[Text under study Boundary: Start]
Tom Chau spends his days working to find ways for children with severe disabilities to interact with the world around them. He toils in a laboratory in the largest rehabilitation hospital in Canada where he sees kids and their families on a day-to-day basis. He employs what he knows about biology and engineering to create technologies that allow severely physically disabled kids that cannot speak to communicate with eye blinks, head turns or hand gestures. Chau gives voices to children that have never uttered a word or taken a single step.  

Tom Chau is Vice President for Research at Holland Bloorview Kids Rehabilitation Hospital and Director of Research at Bloorview Research Institute in Toronto, Canada. He is a Professor in the Institute of Biomaterials and Biomedical Engineering at the University of Toronto. 

“I liked to design and draw things as a child, especially vehicles, with intricate parts going this way and that way. I had the creative aspect early on,” said Chau. Chau also benefited from early experiences volunteering with his siblings in the hospital where his mother worked. He helped out where he could, entertaining and singing to patients. It was a familiar setting for Chau, one to which he would return for a thriving career in biomedical engineering.
[Text under study Boundary: End]
**Exercise instructions:**
1. Retype the part of the passage about Tom Chau that runs from "Tom Chau is" down to "University of Toronto.".
2. Answer these questions using the passage about Tom Chau:
(a) In what kind of hospital is Chau's laboratory located?
(b) At which university is Chau a professor?
(c) What did Chau especially like to design and draw as a child?
3. Write a continuation of the passage about Tom Chau, starting after its last sentence.
[Records provided Boundary: Start]
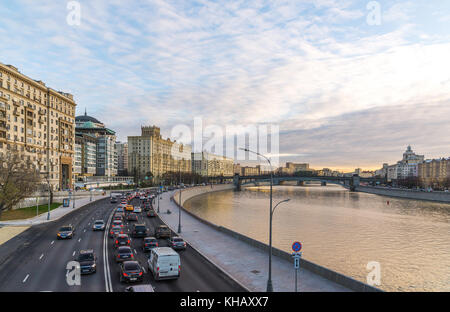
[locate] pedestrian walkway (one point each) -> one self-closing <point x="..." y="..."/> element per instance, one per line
<point x="245" y="263"/>
<point x="55" y="214"/>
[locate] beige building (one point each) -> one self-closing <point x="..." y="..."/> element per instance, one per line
<point x="149" y="152"/>
<point x="210" y="165"/>
<point x="434" y="172"/>
<point x="38" y="121"/>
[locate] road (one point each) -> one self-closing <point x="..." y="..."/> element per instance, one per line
<point x="37" y="260"/>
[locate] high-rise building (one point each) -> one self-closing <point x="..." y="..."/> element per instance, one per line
<point x="122" y="158"/>
<point x="150" y="154"/>
<point x="38" y="121"/>
<point x="105" y="143"/>
<point x="210" y="165"/>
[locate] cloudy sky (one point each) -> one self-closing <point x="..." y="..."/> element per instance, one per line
<point x="345" y="93"/>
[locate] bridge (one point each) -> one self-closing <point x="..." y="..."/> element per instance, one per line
<point x="351" y="182"/>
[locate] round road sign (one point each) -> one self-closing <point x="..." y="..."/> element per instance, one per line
<point x="297" y="246"/>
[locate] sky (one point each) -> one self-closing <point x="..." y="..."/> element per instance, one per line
<point x="348" y="87"/>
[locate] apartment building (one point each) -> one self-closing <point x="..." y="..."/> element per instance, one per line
<point x="40" y="122"/>
<point x="150" y="153"/>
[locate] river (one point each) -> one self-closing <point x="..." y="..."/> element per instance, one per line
<point x="344" y="231"/>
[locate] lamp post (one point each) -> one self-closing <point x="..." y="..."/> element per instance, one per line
<point x="179" y="202"/>
<point x="269" y="280"/>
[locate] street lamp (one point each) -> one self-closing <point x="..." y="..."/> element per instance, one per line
<point x="269" y="280"/>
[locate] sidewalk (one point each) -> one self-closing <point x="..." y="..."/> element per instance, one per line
<point x="55" y="214"/>
<point x="245" y="263"/>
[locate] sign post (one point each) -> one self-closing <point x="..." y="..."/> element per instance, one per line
<point x="296" y="247"/>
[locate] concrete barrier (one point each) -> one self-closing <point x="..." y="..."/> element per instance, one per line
<point x="324" y="272"/>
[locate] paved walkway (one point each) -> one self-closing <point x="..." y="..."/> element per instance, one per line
<point x="55" y="214"/>
<point x="245" y="263"/>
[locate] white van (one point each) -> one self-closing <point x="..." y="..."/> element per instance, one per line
<point x="164" y="263"/>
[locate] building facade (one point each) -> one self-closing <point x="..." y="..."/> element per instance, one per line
<point x="122" y="158"/>
<point x="40" y="122"/>
<point x="207" y="164"/>
<point x="98" y="139"/>
<point x="150" y="154"/>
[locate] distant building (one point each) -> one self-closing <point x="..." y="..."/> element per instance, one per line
<point x="207" y="164"/>
<point x="150" y="153"/>
<point x="433" y="172"/>
<point x="105" y="139"/>
<point x="122" y="158"/>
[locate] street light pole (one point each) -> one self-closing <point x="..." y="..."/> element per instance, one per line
<point x="179" y="203"/>
<point x="269" y="279"/>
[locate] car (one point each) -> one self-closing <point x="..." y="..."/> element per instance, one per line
<point x="115" y="229"/>
<point x="140" y="288"/>
<point x="122" y="240"/>
<point x="117" y="222"/>
<point x="162" y="231"/>
<point x="132" y="217"/>
<point x="177" y="243"/>
<point x="131" y="271"/>
<point x="66" y="232"/>
<point x="99" y="225"/>
<point x="139" y="230"/>
<point x="124" y="253"/>
<point x="149" y="243"/>
<point x="164" y="263"/>
<point x="88" y="261"/>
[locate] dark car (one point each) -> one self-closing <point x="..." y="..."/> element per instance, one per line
<point x="139" y="230"/>
<point x="116" y="229"/>
<point x="132" y="217"/>
<point x="65" y="232"/>
<point x="124" y="253"/>
<point x="122" y="240"/>
<point x="88" y="261"/>
<point x="162" y="231"/>
<point x="177" y="243"/>
<point x="99" y="225"/>
<point x="149" y="243"/>
<point x="131" y="271"/>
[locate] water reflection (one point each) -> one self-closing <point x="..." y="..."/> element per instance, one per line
<point x="344" y="230"/>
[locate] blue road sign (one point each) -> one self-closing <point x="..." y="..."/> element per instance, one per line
<point x="297" y="246"/>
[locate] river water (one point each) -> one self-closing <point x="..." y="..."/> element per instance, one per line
<point x="344" y="231"/>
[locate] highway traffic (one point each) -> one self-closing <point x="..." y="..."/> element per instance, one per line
<point x="38" y="260"/>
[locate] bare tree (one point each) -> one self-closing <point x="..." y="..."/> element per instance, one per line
<point x="19" y="178"/>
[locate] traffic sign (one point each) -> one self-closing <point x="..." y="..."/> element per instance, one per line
<point x="297" y="246"/>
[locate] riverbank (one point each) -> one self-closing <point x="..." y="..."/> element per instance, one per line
<point x="441" y="197"/>
<point x="254" y="253"/>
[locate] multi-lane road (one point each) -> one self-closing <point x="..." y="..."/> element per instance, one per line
<point x="36" y="261"/>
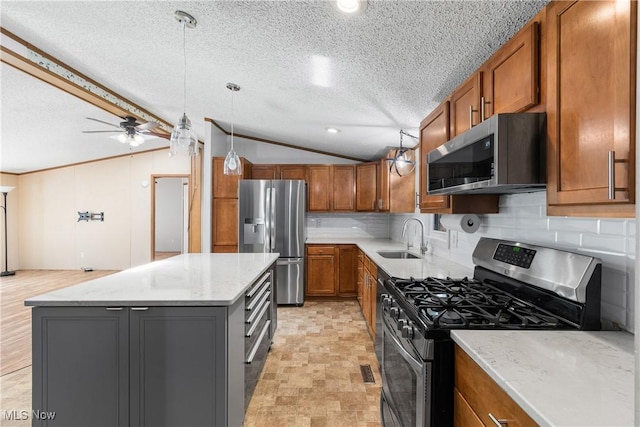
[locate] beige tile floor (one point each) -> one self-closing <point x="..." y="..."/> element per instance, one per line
<point x="311" y="377"/>
<point x="312" y="374"/>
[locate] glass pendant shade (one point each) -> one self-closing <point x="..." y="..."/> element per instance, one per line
<point x="232" y="163"/>
<point x="183" y="138"/>
<point x="402" y="163"/>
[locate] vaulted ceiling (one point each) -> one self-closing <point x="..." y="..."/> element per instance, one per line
<point x="302" y="67"/>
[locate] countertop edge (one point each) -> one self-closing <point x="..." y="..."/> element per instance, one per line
<point x="37" y="301"/>
<point x="502" y="382"/>
<point x="618" y="343"/>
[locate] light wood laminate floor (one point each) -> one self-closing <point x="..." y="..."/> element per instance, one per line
<point x="311" y="377"/>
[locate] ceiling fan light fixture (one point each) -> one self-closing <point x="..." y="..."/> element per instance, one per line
<point x="183" y="137"/>
<point x="232" y="163"/>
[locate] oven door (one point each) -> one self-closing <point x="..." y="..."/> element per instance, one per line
<point x="406" y="380"/>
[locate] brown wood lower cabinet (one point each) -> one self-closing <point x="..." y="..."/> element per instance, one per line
<point x="225" y="225"/>
<point x="369" y="294"/>
<point x="477" y="398"/>
<point x="347" y="280"/>
<point x="331" y="270"/>
<point x="322" y="272"/>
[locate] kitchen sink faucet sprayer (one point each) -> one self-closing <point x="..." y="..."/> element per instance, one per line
<point x="423" y="245"/>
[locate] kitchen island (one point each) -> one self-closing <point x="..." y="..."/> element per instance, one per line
<point x="160" y="344"/>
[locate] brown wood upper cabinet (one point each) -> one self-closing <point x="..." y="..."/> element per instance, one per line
<point x="225" y="206"/>
<point x="331" y="270"/>
<point x="396" y="194"/>
<point x="293" y="172"/>
<point x="366" y="186"/>
<point x="434" y="131"/>
<point x="344" y="187"/>
<point x="464" y="104"/>
<point x="284" y="171"/>
<point x="331" y="188"/>
<point x="322" y="270"/>
<point x="511" y="78"/>
<point x="591" y="74"/>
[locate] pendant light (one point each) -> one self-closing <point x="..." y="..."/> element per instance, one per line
<point x="232" y="163"/>
<point x="183" y="137"/>
<point x="402" y="163"/>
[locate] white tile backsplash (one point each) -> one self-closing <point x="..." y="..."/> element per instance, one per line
<point x="347" y="225"/>
<point x="523" y="217"/>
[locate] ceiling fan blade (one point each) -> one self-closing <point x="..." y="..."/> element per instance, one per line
<point x="147" y="126"/>
<point x="101" y="131"/>
<point x="158" y="135"/>
<point x="102" y="121"/>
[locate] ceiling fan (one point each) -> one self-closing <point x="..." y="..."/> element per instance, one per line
<point x="130" y="131"/>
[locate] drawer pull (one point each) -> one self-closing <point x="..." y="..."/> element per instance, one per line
<point x="256" y="314"/>
<point x="256" y="300"/>
<point x="253" y="327"/>
<point x="256" y="286"/>
<point x="498" y="422"/>
<point x="254" y="350"/>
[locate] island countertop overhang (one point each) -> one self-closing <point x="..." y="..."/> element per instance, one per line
<point x="183" y="280"/>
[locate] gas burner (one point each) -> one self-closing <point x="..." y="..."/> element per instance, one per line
<point x="468" y="303"/>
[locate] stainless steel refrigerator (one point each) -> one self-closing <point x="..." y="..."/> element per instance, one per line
<point x="271" y="218"/>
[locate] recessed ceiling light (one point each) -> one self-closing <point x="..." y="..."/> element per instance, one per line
<point x="351" y="7"/>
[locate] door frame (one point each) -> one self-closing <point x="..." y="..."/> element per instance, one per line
<point x="186" y="217"/>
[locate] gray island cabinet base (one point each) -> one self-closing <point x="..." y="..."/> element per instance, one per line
<point x="179" y="342"/>
<point x="139" y="366"/>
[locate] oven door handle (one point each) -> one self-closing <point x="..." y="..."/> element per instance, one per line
<point x="415" y="364"/>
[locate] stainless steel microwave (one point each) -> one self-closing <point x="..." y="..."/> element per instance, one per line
<point x="503" y="154"/>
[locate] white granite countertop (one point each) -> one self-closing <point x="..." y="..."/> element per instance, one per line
<point x="559" y="378"/>
<point x="183" y="280"/>
<point x="429" y="266"/>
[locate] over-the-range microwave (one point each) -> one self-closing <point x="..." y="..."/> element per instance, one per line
<point x="503" y="154"/>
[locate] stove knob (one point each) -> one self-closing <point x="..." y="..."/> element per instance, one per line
<point x="402" y="324"/>
<point x="407" y="331"/>
<point x="386" y="300"/>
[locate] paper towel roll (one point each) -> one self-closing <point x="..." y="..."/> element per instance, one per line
<point x="469" y="223"/>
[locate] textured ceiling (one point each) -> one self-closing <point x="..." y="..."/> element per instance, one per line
<point x="301" y="65"/>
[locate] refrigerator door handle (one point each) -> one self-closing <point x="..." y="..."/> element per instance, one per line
<point x="291" y="261"/>
<point x="272" y="228"/>
<point x="269" y="223"/>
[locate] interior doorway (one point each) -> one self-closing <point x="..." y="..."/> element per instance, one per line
<point x="170" y="216"/>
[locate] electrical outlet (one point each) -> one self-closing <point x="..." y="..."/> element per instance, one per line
<point x="453" y="239"/>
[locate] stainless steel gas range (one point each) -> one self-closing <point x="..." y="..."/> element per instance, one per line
<point x="515" y="286"/>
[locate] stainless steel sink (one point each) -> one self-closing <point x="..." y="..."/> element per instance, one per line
<point x="398" y="255"/>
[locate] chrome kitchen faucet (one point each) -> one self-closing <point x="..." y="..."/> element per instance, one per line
<point x="423" y="245"/>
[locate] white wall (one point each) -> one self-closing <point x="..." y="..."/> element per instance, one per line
<point x="50" y="236"/>
<point x="169" y="216"/>
<point x="13" y="221"/>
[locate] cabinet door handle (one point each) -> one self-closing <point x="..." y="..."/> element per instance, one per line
<point x="498" y="422"/>
<point x="471" y="111"/>
<point x="612" y="174"/>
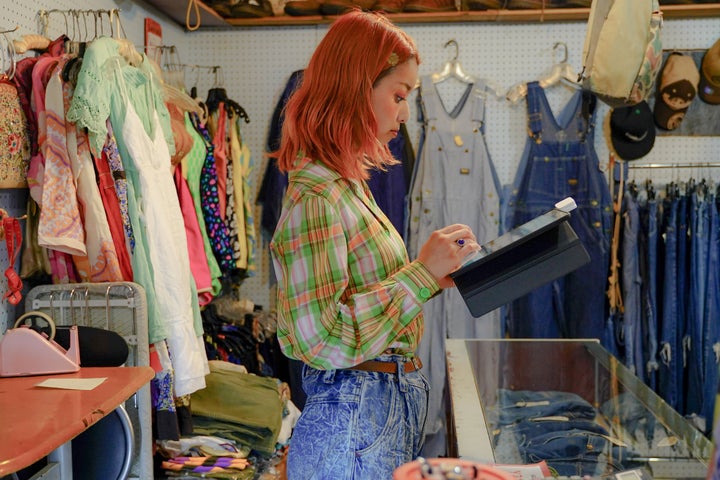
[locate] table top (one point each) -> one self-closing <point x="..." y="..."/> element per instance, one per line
<point x="34" y="420"/>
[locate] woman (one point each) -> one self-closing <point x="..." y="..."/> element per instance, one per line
<point x="349" y="300"/>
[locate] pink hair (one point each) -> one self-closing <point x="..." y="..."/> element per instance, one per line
<point x="329" y="118"/>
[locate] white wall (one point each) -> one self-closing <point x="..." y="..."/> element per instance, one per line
<point x="256" y="62"/>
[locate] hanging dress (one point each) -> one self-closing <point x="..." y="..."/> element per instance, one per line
<point x="559" y="160"/>
<point x="454" y="182"/>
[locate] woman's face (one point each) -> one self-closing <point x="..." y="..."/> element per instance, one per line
<point x="389" y="99"/>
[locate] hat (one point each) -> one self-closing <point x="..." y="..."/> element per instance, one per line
<point x="677" y="88"/>
<point x="709" y="88"/>
<point x="632" y="131"/>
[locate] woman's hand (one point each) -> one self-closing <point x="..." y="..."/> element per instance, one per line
<point x="445" y="250"/>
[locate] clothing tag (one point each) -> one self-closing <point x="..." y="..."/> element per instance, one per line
<point x="532" y="404"/>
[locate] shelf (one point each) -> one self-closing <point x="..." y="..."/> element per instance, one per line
<point x="176" y="10"/>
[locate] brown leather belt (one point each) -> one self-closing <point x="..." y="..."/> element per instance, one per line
<point x="409" y="365"/>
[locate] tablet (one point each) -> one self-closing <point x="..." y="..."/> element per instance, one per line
<point x="525" y="258"/>
<point x="514" y="238"/>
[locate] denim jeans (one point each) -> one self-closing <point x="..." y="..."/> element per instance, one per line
<point x="648" y="271"/>
<point x="519" y="405"/>
<point x="699" y="221"/>
<point x="670" y="349"/>
<point x="711" y="333"/>
<point x="358" y="424"/>
<point x="632" y="284"/>
<point x="574" y="451"/>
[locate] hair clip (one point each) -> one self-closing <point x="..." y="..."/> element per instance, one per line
<point x="393" y="59"/>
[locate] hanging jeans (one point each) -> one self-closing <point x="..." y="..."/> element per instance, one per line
<point x="670" y="373"/>
<point x="694" y="341"/>
<point x="560" y="161"/>
<point x="711" y="326"/>
<point x="632" y="284"/>
<point x="648" y="271"/>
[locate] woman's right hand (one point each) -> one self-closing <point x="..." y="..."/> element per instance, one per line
<point x="445" y="250"/>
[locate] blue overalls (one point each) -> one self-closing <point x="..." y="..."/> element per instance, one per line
<point x="560" y="161"/>
<point x="454" y="182"/>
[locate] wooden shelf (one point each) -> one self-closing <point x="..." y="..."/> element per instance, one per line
<point x="210" y="19"/>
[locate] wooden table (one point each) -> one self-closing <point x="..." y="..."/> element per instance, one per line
<point x="35" y="421"/>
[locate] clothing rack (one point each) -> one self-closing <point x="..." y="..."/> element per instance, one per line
<point x="75" y="16"/>
<point x="633" y="166"/>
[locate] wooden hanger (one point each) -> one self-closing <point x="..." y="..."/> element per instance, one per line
<point x="560" y="72"/>
<point x="453" y="68"/>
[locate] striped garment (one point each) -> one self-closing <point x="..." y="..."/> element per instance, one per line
<point x="346" y="289"/>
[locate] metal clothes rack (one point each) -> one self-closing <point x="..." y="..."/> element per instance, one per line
<point x="633" y="166"/>
<point x="120" y="307"/>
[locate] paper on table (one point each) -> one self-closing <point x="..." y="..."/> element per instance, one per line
<point x="72" y="383"/>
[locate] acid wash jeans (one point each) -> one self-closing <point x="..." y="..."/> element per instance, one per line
<point x="358" y="425"/>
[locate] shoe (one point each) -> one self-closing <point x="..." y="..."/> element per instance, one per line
[Records provided Boundary: End]
**Answers in order:**
1.
Tom Chau is Vice President for Research at Holland Bloorview Kids Rehabilitation Hospital and Director of Research at Bloorview Research Institute in Toronto, Canada. He is a Professor in the Institute of Biomaterials and Biomedical Engineering at the University of Toronto.

2.
(a) The largest rehabilitation hospital in Canada.
(b) The University of Toronto.
(c) Vehicles.

3.
After graduating from the University of Waterloo with a Ph.D. in systems design engineering, Chau worked for IBM and immersed himself in the corporate world. But Chau realized that he wanted to pursue a career that made a societal impact and had more of a human connection. Chau decided to return to Bloorview Hospital where he worked for a summer during his graduate training. There, he secured funding as a postdoctoral fellow and developed a program for children’s rehabilitation engineering. 

Chau has been helping children in the Bloorview Research Institute for the past 10 years. He is especially proud of helping “Jonathan,” a young adult patient with profound disabilities, find his voice. Using thermal imaging technology, Chau and colleagues tracked Jonathan’s mouth movements, one of the few voluntary movements he could control.  Over several months, they trained him to open and close his mouth to communicate. When Chau connected the thermal imaging technology to a keyboard, he got amazing results –  Jonathan’s first typed word was “muther,”  his first communication with his mom. “It was really incredible,” said Chau. 

Chau’s technological breakthroughs in the field of pediatric disability have transformed the lives of children and their families worldwide. “At the end of the day, you can see that your efforts are really having an impact on people’s lives. Not 10 or 15 years down the road, but now,” said Chau.